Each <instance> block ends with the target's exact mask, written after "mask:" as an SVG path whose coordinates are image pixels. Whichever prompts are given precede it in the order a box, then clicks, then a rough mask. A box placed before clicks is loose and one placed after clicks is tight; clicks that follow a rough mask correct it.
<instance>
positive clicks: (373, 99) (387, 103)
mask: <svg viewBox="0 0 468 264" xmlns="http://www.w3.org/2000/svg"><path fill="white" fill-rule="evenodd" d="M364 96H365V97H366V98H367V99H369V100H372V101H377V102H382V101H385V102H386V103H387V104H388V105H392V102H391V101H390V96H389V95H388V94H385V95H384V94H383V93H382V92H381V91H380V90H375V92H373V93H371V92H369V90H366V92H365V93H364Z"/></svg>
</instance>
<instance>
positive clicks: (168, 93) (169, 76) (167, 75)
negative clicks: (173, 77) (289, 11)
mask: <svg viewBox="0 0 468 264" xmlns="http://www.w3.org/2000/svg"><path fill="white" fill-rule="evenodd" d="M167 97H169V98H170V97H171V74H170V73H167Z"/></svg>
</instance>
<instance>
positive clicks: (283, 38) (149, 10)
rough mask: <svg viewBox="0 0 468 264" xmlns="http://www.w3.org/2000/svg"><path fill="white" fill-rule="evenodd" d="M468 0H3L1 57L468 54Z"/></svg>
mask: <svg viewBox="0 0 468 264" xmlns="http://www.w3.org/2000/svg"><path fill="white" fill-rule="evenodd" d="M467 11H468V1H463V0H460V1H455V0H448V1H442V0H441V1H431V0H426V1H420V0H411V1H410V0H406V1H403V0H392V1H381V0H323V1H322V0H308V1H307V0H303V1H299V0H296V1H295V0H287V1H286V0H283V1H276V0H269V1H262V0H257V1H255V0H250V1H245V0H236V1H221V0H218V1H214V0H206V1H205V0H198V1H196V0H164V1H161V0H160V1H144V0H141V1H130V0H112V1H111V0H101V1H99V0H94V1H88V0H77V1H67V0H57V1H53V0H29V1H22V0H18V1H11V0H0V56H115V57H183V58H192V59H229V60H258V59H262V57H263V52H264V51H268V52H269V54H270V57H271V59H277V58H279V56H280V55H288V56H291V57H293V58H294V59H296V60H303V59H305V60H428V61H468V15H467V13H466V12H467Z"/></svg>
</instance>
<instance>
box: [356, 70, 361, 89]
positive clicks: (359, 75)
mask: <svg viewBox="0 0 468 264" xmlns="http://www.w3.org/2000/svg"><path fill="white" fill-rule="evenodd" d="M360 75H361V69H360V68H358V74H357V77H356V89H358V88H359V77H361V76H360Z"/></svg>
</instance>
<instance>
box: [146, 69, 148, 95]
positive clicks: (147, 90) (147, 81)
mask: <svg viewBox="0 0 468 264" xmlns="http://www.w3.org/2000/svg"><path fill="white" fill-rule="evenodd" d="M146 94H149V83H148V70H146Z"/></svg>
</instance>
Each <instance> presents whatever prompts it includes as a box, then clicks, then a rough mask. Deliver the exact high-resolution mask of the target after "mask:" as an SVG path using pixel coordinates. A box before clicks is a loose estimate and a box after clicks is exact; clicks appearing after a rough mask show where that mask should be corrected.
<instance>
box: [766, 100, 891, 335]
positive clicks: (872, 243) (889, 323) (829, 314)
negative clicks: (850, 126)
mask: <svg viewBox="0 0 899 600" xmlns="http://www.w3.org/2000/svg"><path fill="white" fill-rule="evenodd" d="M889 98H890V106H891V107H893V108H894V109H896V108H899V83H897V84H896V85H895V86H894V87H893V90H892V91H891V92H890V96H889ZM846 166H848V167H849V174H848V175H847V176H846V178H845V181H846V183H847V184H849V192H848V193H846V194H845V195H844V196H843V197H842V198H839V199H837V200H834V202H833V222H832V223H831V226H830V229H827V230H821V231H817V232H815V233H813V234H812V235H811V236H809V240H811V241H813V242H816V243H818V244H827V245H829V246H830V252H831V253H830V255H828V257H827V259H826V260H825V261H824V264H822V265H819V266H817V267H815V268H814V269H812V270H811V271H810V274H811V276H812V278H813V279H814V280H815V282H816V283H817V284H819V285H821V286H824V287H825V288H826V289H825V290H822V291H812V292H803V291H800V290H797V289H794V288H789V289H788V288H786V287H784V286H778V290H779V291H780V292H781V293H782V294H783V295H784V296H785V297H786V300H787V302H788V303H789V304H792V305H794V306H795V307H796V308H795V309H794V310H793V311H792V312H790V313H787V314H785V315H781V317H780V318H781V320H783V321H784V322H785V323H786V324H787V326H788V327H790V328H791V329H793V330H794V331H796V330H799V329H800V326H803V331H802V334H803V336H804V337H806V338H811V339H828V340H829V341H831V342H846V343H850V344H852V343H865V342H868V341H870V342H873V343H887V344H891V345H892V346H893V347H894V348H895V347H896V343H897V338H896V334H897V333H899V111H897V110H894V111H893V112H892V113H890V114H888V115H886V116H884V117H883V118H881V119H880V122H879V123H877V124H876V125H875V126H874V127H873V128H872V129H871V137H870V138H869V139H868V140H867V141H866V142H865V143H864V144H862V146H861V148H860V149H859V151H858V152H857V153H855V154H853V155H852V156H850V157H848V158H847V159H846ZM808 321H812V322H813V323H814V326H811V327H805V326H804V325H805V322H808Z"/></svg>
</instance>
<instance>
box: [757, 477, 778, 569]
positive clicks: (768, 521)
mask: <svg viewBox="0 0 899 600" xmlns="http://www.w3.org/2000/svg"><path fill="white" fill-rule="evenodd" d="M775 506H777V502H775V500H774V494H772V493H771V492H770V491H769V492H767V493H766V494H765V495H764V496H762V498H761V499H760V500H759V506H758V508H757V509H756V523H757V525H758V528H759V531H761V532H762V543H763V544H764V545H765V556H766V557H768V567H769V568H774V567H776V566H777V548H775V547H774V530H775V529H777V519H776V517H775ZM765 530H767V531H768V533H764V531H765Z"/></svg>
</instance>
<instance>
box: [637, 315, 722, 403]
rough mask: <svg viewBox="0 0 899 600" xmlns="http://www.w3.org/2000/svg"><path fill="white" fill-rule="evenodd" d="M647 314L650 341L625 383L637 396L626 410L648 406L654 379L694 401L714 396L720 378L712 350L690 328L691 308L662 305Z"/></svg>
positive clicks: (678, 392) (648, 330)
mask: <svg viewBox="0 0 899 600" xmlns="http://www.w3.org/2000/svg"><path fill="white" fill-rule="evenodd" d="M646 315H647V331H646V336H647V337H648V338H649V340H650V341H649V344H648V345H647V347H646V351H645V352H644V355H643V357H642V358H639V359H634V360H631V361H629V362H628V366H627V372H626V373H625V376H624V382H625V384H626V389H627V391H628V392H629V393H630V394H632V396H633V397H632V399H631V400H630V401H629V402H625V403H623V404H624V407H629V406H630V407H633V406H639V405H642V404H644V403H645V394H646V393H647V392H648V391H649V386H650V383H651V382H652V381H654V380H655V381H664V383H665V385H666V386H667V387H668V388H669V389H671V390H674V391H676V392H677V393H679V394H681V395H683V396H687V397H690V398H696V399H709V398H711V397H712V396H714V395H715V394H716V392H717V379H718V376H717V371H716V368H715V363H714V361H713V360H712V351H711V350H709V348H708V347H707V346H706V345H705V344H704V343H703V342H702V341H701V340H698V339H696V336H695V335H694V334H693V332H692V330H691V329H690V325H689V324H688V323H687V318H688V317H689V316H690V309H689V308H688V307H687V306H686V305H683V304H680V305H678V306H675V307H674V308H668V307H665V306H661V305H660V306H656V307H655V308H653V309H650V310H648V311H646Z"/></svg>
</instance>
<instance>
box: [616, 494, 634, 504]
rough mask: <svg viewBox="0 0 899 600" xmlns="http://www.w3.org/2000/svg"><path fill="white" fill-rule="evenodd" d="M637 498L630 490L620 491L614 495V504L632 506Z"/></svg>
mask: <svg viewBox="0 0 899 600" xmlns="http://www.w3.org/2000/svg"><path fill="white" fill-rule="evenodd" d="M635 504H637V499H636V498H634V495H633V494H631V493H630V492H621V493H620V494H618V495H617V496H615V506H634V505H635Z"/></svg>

•••••

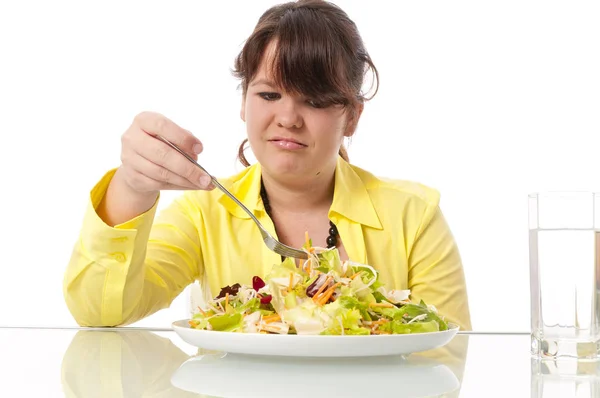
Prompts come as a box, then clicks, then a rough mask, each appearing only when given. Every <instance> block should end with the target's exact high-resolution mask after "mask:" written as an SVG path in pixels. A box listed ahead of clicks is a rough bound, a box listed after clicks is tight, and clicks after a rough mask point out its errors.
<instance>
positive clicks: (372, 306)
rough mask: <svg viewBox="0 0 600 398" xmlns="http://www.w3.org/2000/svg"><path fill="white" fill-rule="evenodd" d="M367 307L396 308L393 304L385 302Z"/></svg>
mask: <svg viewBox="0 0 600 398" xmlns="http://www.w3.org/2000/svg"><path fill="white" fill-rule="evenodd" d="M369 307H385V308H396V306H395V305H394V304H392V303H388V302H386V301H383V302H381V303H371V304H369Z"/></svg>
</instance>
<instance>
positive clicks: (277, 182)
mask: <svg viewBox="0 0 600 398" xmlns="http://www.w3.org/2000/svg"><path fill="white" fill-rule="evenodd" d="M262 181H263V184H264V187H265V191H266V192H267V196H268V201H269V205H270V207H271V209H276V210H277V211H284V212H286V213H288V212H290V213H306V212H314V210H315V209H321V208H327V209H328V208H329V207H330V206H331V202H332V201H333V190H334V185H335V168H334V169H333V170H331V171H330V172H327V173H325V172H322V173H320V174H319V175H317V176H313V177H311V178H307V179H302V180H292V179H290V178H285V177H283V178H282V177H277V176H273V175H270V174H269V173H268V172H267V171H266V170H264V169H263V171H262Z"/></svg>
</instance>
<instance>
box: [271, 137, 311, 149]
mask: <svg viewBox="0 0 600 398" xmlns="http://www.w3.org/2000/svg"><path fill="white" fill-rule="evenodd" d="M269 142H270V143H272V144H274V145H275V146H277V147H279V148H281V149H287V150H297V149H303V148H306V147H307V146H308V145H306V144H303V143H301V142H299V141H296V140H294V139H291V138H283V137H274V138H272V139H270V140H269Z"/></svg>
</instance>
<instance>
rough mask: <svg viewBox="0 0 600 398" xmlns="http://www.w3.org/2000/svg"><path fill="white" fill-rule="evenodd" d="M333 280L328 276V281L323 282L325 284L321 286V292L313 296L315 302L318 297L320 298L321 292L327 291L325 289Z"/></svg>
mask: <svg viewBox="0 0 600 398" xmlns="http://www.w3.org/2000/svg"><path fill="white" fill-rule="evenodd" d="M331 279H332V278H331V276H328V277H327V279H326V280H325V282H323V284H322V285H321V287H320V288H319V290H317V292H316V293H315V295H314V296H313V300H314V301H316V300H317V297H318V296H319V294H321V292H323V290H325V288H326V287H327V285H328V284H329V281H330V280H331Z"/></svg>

•••••

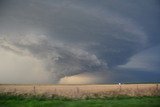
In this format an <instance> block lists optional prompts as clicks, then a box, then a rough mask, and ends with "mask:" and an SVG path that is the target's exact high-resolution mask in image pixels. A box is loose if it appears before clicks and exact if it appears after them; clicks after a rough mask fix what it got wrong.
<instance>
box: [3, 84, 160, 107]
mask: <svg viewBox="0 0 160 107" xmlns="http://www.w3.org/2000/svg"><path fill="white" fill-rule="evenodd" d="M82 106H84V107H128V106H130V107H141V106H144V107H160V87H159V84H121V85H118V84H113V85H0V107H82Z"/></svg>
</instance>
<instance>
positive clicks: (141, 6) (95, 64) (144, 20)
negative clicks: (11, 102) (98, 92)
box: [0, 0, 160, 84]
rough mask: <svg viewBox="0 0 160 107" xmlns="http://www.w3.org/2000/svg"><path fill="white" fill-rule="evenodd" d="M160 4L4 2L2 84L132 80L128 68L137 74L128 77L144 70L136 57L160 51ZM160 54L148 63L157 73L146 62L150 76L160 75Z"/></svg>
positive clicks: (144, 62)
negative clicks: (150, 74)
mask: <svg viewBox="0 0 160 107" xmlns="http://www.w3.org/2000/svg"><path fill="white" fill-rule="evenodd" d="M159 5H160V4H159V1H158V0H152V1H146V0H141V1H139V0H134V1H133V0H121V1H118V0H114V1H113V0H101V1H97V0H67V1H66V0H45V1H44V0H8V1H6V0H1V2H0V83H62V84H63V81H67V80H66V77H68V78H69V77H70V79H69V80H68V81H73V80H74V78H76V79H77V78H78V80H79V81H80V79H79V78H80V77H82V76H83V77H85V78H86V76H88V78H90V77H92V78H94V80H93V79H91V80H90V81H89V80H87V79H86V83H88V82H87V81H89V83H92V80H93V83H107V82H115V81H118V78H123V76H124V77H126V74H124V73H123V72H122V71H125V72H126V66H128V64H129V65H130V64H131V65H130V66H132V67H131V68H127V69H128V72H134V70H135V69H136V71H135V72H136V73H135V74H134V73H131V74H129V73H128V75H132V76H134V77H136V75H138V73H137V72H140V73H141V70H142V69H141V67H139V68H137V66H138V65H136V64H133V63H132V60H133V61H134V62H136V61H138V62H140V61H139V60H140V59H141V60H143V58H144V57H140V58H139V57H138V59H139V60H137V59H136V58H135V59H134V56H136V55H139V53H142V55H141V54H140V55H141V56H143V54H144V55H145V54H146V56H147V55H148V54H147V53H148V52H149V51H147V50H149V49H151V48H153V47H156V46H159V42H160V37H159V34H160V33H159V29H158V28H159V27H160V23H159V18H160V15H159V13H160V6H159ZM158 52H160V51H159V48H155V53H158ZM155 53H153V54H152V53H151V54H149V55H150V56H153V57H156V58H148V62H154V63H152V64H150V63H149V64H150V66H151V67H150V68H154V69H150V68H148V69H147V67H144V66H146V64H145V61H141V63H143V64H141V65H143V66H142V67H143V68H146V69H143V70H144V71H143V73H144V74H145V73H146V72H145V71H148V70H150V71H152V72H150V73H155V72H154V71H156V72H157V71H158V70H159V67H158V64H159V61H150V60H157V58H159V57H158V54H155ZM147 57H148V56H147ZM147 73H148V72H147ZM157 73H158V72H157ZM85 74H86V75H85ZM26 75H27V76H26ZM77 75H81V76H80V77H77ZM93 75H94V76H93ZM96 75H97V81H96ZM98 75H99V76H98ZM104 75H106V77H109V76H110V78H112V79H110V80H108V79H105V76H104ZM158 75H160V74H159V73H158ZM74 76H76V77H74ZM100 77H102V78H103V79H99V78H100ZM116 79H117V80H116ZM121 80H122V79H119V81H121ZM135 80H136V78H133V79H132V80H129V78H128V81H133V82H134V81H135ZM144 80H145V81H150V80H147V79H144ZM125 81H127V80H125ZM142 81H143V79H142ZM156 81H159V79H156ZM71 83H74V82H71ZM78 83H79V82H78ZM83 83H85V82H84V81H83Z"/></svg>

•••••

- Problem statement
Reproduce the listing from the line with "Each <instance> block" to the line with "positive clicks: (373, 99) (387, 103)", swapping every "rough" for "coarse" and leaving everything else unchanged.

- Solution to the exercise
Each <instance> block ends with the target's exact mask, written after "mask:" as an SVG path whose coordinates are image pixels. Whichever prompts are given precede it in the order a box, then clicks, then a coarse mask. A box placed before clicks is loose and one placed after clicks is tight; clicks that follow a coarse mask correct it.
<instance>
positive clicks: (373, 99) (387, 103)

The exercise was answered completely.